— Given request —
Locate every line of the material below that contains the string "wheel", and copy each such line. Case counts.
================================
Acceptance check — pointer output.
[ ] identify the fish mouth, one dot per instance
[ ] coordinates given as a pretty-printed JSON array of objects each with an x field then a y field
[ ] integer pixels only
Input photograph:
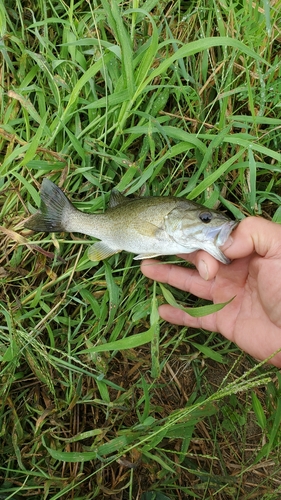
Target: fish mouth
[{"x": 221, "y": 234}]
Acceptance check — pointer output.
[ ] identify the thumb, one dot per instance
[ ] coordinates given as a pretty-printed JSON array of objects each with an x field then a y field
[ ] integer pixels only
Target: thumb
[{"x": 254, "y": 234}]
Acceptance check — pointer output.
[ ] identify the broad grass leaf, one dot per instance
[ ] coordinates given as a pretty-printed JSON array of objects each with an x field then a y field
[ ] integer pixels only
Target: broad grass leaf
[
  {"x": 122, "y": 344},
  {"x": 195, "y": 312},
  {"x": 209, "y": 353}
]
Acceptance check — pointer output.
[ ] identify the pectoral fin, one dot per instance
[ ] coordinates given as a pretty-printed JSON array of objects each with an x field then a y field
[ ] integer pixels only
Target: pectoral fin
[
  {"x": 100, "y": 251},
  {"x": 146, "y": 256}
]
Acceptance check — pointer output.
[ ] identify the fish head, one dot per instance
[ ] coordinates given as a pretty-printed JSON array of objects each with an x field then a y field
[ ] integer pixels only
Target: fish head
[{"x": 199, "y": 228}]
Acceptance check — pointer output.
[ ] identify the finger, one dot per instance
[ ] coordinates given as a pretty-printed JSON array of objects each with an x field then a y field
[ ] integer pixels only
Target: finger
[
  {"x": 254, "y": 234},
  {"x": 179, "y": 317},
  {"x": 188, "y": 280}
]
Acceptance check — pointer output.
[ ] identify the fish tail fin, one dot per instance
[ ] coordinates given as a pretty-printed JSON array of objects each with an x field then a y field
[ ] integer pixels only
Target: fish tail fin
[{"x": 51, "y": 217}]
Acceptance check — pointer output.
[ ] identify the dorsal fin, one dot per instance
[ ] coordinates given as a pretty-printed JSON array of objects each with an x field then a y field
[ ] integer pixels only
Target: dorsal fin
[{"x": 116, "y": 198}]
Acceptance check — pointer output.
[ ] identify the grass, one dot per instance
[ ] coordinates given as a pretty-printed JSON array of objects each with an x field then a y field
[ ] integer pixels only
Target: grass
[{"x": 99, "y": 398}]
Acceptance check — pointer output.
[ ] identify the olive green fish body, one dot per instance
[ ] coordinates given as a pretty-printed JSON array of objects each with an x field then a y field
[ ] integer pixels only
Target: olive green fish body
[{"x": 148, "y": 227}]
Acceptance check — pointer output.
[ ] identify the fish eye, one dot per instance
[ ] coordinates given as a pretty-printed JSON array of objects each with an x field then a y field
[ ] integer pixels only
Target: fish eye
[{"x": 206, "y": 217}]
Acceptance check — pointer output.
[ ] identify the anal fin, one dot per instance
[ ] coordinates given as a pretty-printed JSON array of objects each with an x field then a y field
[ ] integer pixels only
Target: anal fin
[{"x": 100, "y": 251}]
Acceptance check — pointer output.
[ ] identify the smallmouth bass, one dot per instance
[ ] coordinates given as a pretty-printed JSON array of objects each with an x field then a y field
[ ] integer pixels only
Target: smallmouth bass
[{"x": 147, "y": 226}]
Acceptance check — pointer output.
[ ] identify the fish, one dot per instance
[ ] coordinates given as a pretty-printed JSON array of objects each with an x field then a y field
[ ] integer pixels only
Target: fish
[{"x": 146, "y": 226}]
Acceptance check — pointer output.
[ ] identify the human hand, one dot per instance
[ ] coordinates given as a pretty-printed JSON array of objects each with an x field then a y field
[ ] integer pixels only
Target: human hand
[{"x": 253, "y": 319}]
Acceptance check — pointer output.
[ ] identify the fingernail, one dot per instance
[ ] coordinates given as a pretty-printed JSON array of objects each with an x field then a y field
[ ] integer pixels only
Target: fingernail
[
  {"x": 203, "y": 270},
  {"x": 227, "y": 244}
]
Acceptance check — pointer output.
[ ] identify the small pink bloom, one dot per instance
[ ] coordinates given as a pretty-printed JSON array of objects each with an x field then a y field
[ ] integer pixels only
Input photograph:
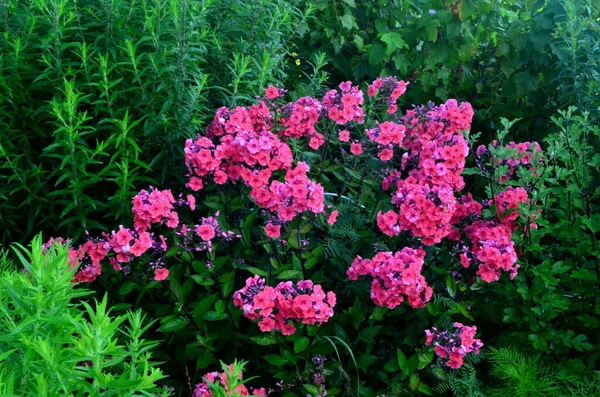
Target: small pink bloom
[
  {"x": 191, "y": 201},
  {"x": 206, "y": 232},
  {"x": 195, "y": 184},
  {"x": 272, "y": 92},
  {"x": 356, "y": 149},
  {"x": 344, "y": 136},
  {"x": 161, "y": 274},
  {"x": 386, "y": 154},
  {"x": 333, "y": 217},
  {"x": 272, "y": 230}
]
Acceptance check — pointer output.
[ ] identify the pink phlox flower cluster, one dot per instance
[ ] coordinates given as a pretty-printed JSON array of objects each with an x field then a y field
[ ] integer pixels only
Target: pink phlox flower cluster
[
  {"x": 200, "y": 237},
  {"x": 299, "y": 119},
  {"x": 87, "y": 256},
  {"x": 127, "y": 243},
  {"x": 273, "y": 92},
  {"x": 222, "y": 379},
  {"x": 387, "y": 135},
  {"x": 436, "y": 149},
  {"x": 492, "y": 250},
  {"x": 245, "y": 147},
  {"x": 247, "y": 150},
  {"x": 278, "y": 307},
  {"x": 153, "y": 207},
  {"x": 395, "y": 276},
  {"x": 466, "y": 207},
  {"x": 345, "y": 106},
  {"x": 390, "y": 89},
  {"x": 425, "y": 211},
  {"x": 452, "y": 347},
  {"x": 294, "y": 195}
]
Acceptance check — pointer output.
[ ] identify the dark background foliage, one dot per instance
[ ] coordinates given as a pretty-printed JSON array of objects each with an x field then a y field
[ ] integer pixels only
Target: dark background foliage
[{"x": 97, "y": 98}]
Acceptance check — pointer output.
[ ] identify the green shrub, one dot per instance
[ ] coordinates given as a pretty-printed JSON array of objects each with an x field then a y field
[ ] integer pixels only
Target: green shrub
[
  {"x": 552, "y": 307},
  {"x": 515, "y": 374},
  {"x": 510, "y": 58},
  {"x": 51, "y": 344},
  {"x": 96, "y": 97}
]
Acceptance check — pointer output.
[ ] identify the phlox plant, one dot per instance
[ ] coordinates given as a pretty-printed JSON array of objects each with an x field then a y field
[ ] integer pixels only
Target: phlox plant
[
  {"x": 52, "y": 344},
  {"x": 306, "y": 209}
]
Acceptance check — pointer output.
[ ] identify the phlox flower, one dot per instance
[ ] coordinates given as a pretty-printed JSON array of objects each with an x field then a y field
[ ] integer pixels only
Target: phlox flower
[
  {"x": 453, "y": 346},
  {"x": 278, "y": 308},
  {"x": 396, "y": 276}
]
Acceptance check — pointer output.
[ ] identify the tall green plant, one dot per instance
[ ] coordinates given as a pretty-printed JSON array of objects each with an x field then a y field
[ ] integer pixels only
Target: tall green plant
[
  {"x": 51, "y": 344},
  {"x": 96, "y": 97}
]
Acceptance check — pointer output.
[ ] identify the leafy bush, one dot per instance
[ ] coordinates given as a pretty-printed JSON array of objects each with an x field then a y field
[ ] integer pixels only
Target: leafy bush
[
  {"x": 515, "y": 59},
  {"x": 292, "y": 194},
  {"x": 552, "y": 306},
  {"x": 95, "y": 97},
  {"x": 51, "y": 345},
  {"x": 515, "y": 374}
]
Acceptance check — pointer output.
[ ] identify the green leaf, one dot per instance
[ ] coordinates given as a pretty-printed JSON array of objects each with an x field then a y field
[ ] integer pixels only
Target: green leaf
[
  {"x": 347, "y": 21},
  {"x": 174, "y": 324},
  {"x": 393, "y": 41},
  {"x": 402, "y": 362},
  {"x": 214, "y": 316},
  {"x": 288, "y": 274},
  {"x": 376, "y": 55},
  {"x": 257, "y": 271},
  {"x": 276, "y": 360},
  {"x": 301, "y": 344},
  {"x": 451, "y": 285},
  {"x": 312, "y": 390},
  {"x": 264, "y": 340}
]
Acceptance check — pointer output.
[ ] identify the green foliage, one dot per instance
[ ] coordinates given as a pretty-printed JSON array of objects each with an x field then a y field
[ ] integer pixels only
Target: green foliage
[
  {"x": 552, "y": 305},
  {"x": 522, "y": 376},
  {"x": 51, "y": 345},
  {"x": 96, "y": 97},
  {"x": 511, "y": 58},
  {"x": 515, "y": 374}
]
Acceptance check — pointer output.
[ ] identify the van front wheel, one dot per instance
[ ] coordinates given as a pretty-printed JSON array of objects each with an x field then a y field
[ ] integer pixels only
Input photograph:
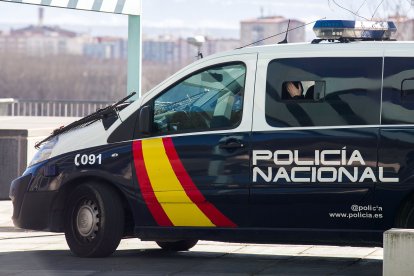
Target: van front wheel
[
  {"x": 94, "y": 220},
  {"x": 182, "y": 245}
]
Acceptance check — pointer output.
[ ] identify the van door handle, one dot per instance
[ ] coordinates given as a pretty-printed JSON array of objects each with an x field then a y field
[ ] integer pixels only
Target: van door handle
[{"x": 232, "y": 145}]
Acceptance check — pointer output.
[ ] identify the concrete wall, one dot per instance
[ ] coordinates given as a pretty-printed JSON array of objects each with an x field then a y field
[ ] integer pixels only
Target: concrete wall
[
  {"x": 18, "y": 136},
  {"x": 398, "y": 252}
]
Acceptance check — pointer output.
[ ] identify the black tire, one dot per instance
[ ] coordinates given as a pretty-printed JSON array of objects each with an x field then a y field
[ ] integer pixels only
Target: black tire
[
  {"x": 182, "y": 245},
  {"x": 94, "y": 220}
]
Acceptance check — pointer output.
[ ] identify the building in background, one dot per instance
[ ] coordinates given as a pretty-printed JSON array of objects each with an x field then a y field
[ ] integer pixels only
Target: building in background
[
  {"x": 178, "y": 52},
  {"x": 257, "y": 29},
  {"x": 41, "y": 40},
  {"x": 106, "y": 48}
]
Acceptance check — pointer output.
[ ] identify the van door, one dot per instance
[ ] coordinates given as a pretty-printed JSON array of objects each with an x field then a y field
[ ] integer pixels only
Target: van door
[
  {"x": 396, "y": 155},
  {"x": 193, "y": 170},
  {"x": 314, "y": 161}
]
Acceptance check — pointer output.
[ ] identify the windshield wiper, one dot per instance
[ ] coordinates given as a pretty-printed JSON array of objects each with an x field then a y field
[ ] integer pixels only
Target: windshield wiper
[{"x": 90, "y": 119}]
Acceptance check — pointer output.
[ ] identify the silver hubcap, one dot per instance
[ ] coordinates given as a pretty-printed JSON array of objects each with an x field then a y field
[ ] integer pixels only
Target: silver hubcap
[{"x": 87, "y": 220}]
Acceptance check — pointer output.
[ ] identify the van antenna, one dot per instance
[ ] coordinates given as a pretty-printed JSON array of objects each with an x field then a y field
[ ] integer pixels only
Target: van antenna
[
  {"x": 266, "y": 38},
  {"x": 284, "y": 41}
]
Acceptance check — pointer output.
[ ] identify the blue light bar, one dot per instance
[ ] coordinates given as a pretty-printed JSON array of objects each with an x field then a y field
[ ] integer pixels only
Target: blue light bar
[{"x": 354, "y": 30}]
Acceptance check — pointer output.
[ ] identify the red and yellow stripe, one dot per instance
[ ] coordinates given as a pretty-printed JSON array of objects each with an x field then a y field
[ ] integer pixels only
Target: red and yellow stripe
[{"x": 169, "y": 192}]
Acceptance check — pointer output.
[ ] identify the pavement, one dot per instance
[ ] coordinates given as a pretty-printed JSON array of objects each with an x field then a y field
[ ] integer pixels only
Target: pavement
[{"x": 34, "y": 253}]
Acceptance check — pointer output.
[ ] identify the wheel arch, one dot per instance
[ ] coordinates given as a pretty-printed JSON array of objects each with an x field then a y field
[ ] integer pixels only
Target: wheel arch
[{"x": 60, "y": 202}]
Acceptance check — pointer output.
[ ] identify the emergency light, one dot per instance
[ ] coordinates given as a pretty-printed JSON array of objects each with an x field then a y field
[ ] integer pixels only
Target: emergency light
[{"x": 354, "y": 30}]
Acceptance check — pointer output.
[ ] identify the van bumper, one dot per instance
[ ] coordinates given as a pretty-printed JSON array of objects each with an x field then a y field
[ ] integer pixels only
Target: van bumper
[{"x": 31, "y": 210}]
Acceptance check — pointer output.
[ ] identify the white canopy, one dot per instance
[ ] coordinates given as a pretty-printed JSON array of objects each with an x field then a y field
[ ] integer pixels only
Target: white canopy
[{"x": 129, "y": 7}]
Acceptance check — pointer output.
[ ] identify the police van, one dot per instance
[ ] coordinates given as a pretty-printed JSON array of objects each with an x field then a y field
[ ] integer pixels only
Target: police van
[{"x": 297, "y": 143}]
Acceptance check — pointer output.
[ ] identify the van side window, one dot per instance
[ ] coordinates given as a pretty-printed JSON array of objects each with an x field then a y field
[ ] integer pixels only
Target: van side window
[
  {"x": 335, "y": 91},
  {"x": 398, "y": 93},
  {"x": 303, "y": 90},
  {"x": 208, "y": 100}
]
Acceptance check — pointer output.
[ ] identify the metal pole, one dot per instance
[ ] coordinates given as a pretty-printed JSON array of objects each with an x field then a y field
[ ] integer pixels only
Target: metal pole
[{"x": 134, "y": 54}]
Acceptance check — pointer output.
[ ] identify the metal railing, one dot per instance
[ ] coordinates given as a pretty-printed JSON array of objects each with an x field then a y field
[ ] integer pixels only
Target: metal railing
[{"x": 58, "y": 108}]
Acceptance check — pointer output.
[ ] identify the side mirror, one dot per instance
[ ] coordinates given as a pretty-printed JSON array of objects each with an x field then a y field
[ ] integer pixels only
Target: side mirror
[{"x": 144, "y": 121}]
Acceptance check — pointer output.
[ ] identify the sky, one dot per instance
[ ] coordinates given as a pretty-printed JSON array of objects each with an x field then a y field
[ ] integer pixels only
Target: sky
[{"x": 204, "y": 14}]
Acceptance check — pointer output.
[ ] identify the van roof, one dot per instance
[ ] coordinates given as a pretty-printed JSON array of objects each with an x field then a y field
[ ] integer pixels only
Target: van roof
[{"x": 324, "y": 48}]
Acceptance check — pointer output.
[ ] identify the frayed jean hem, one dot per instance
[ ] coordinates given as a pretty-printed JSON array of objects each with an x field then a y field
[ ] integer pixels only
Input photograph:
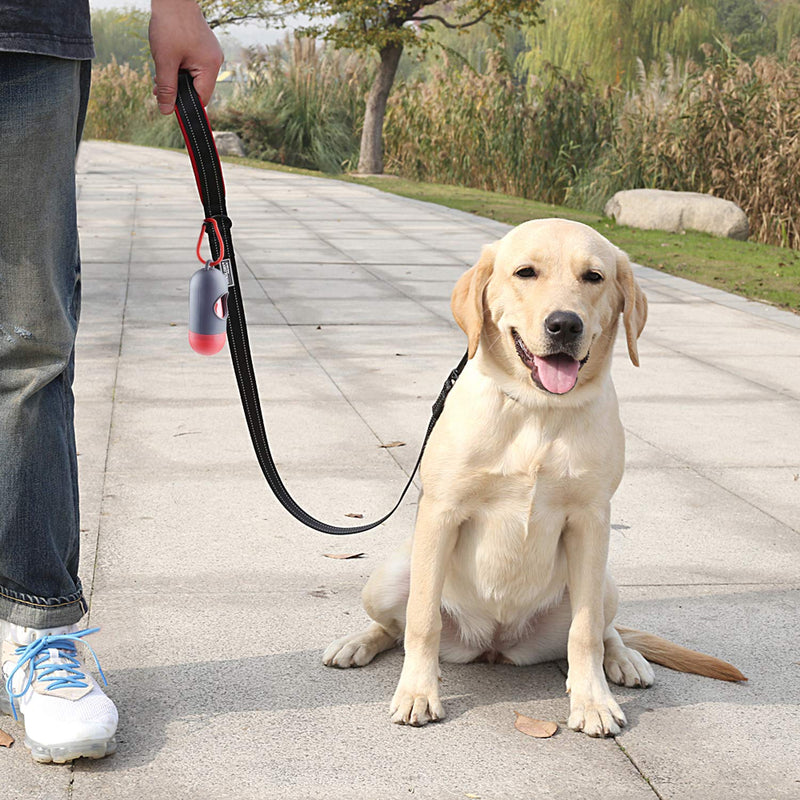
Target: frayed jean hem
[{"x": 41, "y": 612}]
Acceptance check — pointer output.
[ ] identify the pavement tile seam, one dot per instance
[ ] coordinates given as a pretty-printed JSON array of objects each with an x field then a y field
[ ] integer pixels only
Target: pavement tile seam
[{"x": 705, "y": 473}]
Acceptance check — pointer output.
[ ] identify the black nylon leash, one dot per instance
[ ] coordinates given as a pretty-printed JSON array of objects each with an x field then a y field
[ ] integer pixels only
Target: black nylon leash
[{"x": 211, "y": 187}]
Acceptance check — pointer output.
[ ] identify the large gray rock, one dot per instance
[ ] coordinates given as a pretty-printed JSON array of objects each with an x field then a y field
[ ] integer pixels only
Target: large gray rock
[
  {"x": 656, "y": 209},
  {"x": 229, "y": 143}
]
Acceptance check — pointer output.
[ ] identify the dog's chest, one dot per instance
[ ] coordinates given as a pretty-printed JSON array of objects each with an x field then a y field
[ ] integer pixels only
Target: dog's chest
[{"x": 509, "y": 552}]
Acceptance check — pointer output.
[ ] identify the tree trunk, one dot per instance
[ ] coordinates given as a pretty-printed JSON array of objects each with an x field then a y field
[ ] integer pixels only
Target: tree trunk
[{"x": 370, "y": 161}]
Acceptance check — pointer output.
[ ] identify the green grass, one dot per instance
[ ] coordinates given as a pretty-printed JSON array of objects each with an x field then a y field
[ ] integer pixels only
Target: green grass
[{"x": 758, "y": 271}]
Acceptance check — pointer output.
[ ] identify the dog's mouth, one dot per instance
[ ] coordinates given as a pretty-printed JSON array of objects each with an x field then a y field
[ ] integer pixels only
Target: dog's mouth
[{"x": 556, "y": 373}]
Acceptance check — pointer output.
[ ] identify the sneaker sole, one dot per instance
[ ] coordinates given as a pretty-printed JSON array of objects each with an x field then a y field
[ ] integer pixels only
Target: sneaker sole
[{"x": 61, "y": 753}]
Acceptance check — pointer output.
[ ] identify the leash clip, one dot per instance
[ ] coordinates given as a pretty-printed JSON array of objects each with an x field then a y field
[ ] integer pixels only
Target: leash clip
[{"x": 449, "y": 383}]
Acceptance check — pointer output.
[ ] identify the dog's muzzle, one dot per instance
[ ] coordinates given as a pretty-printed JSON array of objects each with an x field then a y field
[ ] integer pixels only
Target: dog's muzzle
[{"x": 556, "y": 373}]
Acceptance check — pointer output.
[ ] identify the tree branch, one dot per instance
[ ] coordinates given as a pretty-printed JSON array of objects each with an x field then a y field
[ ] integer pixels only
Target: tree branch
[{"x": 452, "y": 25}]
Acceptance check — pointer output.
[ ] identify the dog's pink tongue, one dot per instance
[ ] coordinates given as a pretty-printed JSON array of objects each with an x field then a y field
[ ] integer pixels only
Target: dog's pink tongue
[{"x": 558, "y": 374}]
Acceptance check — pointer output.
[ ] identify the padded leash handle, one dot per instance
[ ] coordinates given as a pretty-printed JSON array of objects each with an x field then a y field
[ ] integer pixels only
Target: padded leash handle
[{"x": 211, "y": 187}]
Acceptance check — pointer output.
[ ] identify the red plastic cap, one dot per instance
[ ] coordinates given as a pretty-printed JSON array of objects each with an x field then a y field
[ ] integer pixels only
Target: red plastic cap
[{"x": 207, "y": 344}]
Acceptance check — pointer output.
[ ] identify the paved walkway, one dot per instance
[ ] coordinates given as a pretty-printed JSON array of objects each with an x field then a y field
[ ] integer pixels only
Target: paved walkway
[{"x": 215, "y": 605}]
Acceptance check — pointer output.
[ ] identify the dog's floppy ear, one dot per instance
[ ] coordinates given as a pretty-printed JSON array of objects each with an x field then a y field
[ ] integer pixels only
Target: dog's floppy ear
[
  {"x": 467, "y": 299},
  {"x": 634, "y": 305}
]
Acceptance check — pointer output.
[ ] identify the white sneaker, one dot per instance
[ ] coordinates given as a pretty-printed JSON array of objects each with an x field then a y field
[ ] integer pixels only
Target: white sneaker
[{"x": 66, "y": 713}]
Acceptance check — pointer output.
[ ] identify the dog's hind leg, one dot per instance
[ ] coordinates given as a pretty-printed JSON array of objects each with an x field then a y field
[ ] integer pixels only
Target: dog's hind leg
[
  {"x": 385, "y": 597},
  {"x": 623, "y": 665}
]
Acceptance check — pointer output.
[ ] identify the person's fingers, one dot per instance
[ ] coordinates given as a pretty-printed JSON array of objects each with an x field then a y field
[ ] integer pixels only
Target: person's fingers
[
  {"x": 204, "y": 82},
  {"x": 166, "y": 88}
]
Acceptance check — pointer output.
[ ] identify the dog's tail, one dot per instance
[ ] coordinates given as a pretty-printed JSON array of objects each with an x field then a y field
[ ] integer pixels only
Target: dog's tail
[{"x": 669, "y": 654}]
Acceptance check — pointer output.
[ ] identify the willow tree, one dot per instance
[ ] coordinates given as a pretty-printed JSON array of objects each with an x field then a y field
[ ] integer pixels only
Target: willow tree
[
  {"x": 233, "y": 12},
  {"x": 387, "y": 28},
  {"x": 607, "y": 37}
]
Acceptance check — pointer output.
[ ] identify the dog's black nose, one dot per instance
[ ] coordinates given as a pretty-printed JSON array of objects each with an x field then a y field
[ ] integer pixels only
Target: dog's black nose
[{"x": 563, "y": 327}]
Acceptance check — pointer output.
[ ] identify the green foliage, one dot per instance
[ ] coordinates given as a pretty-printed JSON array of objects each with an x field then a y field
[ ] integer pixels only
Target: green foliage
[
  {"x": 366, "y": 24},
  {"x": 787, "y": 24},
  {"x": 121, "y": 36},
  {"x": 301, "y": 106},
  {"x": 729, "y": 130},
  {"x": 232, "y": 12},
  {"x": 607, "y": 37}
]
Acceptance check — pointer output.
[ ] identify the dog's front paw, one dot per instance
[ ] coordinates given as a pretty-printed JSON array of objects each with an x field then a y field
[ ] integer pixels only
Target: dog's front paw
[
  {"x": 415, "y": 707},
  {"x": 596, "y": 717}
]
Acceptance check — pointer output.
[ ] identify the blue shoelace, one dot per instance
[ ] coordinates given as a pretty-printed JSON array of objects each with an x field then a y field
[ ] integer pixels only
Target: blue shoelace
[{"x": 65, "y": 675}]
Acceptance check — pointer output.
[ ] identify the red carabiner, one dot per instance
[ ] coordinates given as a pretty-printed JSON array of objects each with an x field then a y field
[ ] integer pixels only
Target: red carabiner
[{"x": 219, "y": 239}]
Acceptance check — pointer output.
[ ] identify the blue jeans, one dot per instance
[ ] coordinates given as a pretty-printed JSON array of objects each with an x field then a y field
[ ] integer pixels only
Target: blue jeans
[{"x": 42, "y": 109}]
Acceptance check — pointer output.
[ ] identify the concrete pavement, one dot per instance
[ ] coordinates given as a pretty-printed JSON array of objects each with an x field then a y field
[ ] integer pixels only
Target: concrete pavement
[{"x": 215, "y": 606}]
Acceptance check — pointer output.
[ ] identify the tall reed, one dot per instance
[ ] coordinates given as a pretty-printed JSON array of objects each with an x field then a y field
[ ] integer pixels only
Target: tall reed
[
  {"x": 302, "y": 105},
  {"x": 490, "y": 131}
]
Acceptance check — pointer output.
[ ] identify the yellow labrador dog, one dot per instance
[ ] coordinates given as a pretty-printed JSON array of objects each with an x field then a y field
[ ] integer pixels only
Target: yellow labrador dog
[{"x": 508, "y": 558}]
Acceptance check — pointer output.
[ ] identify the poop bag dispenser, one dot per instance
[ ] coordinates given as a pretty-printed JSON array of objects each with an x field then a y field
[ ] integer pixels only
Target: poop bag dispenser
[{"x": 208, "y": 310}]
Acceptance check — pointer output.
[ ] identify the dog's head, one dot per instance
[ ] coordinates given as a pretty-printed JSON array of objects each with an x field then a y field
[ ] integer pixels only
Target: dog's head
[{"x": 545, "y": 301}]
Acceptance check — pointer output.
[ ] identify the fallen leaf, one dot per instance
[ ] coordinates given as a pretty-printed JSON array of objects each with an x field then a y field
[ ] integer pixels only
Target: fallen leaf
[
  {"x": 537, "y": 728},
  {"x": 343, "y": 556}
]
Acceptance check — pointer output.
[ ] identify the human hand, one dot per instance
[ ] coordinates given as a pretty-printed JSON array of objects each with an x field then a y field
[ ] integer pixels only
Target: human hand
================================
— Task result —
[ ] identify the van front wheel, one dot per instance
Target: van front wheel
[ ] identify the wheel arch, one dot per instance
Target: wheel arch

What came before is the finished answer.